+++ INFORMATION PROVIDED +++

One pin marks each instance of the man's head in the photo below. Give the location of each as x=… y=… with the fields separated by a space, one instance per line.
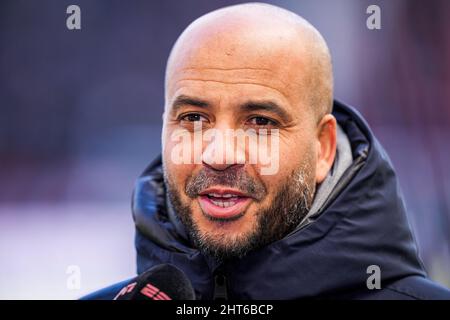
x=258 y=68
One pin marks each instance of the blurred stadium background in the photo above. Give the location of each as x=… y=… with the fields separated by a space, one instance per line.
x=80 y=117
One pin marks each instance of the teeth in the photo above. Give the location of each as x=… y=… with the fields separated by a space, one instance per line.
x=217 y=195
x=223 y=204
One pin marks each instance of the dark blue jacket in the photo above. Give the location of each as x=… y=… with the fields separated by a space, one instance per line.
x=362 y=223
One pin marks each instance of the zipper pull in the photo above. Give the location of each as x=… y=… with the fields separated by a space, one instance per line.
x=220 y=287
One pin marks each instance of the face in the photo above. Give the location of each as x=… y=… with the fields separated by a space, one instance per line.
x=229 y=206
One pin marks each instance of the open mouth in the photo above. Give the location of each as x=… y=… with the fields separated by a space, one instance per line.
x=223 y=203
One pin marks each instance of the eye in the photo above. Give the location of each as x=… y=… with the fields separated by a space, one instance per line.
x=261 y=121
x=193 y=117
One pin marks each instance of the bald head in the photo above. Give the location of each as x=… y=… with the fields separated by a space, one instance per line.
x=278 y=44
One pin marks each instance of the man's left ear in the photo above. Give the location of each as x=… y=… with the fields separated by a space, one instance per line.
x=326 y=146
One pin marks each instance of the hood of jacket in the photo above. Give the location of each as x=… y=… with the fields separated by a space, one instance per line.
x=360 y=221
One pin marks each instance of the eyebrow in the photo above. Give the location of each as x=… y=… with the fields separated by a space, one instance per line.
x=184 y=100
x=249 y=106
x=268 y=106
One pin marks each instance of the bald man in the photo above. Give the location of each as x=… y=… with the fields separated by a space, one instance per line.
x=267 y=188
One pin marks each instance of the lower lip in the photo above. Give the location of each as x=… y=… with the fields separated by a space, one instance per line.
x=209 y=208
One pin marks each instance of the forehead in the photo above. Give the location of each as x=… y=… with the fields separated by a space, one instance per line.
x=268 y=61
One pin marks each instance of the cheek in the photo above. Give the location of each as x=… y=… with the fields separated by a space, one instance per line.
x=177 y=170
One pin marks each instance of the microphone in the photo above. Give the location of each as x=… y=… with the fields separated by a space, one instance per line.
x=161 y=282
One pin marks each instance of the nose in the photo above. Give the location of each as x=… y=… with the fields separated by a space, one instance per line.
x=220 y=153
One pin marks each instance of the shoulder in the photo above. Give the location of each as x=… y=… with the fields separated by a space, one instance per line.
x=419 y=288
x=107 y=293
x=408 y=288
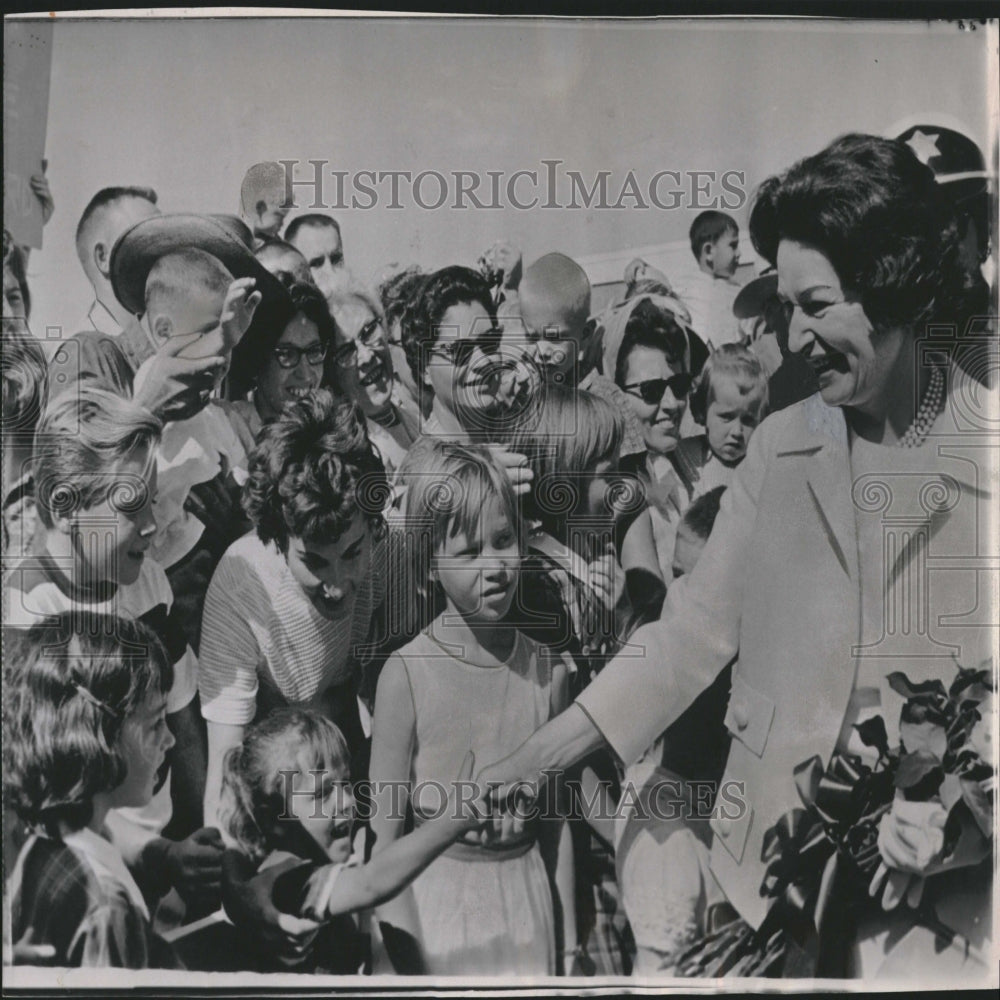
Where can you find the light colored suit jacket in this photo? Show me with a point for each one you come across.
(778, 583)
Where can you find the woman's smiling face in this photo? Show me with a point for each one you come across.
(853, 362)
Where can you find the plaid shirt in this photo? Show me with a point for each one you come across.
(59, 897)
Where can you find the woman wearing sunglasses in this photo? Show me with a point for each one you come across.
(652, 369)
(452, 345)
(360, 366)
(281, 364)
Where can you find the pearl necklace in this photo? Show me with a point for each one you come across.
(930, 407)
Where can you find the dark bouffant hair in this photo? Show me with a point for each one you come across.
(889, 231)
(451, 286)
(25, 380)
(653, 327)
(312, 471)
(254, 350)
(71, 682)
(398, 294)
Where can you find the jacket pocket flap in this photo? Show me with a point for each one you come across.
(749, 715)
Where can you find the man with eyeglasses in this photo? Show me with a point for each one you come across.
(317, 238)
(562, 340)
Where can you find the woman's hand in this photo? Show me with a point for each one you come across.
(42, 191)
(911, 842)
(238, 309)
(194, 867)
(249, 903)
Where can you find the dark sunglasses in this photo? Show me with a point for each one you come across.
(289, 357)
(372, 335)
(459, 352)
(651, 390)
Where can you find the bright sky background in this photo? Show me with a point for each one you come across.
(187, 106)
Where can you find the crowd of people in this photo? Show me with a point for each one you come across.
(454, 628)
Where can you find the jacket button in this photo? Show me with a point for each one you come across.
(740, 715)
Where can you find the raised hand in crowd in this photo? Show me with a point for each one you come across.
(174, 387)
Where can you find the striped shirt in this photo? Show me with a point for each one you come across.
(263, 639)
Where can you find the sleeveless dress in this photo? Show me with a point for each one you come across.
(483, 912)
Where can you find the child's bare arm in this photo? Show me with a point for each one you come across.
(393, 734)
(351, 889)
(221, 737)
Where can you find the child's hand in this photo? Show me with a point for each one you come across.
(42, 191)
(238, 309)
(603, 577)
(516, 467)
(249, 903)
(194, 867)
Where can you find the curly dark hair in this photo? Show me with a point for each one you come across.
(71, 682)
(653, 327)
(253, 351)
(451, 286)
(312, 471)
(25, 380)
(877, 213)
(399, 293)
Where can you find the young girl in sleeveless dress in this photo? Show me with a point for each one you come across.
(470, 682)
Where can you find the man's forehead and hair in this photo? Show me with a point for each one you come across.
(313, 220)
(267, 182)
(555, 292)
(102, 206)
(175, 276)
(284, 261)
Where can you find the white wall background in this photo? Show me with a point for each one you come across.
(186, 106)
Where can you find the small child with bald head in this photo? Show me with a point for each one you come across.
(562, 340)
(266, 197)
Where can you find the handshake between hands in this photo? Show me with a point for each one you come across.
(492, 808)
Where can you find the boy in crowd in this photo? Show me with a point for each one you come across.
(95, 476)
(709, 293)
(661, 844)
(317, 238)
(108, 214)
(555, 312)
(158, 375)
(201, 462)
(266, 197)
(284, 262)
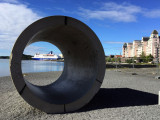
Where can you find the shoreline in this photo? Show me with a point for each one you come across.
(109, 103)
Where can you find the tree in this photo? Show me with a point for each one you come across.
(143, 57)
(108, 59)
(149, 58)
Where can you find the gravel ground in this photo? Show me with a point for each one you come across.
(123, 96)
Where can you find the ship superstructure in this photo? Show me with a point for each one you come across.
(49, 56)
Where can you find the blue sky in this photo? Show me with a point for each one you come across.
(114, 21)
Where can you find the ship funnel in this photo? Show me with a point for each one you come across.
(84, 65)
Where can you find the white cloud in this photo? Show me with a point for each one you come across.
(152, 13)
(117, 12)
(123, 12)
(14, 18)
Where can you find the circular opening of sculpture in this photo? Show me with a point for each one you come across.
(42, 63)
(84, 64)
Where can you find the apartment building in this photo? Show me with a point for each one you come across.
(148, 45)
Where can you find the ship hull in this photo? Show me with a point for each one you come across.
(44, 59)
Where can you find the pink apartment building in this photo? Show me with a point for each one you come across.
(148, 45)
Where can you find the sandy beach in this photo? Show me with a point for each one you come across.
(123, 96)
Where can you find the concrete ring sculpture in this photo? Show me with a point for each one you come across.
(84, 65)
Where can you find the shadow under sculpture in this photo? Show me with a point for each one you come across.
(84, 65)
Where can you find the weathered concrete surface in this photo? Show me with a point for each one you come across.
(122, 96)
(84, 65)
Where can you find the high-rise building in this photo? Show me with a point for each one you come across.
(148, 45)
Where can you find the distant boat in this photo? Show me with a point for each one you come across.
(49, 56)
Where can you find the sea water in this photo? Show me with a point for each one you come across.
(30, 66)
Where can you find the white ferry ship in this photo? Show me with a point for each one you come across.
(49, 56)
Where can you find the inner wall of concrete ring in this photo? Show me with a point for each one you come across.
(84, 64)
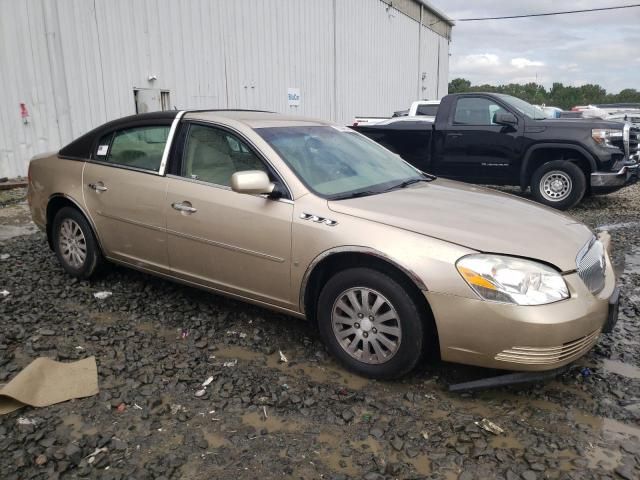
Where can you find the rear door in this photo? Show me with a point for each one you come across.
(240, 244)
(472, 146)
(126, 197)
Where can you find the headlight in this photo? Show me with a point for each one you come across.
(606, 136)
(512, 280)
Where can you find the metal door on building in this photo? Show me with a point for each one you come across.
(151, 100)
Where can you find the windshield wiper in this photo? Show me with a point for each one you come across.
(411, 181)
(363, 193)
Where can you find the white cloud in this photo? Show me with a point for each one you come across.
(597, 47)
(525, 62)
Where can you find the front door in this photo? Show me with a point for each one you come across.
(236, 243)
(473, 147)
(126, 197)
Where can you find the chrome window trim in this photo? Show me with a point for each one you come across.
(169, 144)
(225, 187)
(123, 167)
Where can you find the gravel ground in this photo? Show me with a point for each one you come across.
(156, 342)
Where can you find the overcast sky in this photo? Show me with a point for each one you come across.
(597, 47)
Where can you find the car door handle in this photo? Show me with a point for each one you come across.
(98, 187)
(184, 207)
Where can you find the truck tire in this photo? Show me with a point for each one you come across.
(559, 184)
(370, 323)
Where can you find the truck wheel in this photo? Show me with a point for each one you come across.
(559, 184)
(74, 243)
(370, 323)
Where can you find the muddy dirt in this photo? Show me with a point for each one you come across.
(156, 342)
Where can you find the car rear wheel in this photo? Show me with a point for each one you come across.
(370, 323)
(74, 243)
(559, 184)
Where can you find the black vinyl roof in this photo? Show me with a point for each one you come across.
(83, 146)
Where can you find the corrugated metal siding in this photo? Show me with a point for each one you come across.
(376, 59)
(75, 63)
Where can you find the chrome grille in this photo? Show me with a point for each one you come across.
(591, 265)
(549, 355)
(630, 139)
(634, 139)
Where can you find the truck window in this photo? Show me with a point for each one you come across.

+++

(PROBLEM TO SOLVE) Please update the lines starting at the one that contains "One pin marks each instance of the teeth" and ending at the one that contains "x=326 y=146", swapping "photo above" for "image above" and leaving everything else unchanged. Return only those lines.

(RESULT FOR THIS EXERCISE)
One pin marks each instance of the teeth in the image above. Give the location of each as x=… y=… with the fields separated by a space, one instance per line.
x=217 y=195
x=223 y=204
One pin marks each instance of the dark blue jacket in the image above. Give the location of each as x=… y=… with the fields separated by a space, one instance per line.
x=362 y=223
One pin marks each instance of the zipper pull in the image above. Give the location of each as x=… y=… with the fields separated by a space, one instance per line.
x=220 y=287
One pin marks each instance of the face in the image above. Give the location of each as x=… y=… with the fields separated by a space, one instance per line.
x=229 y=206
One pin marks each instance of the open mouth in the image above. Give the location of each as x=… y=… with the fields separated by a space, one instance per line.
x=223 y=203
One pin marks each instance of the eye in the image above. Give the location of each as x=… y=… with the fields separated by a space, one instance per line.
x=261 y=121
x=193 y=117
One pin marks each instance of the bald head in the image above. Give the location of each as x=… y=… with the fields separated by a space, one instance per line.
x=278 y=44
One pin marks each instance of the man's left ear in the image above. Give the location of each as x=… y=… with the fields separated by a space, one instance per line.
x=326 y=146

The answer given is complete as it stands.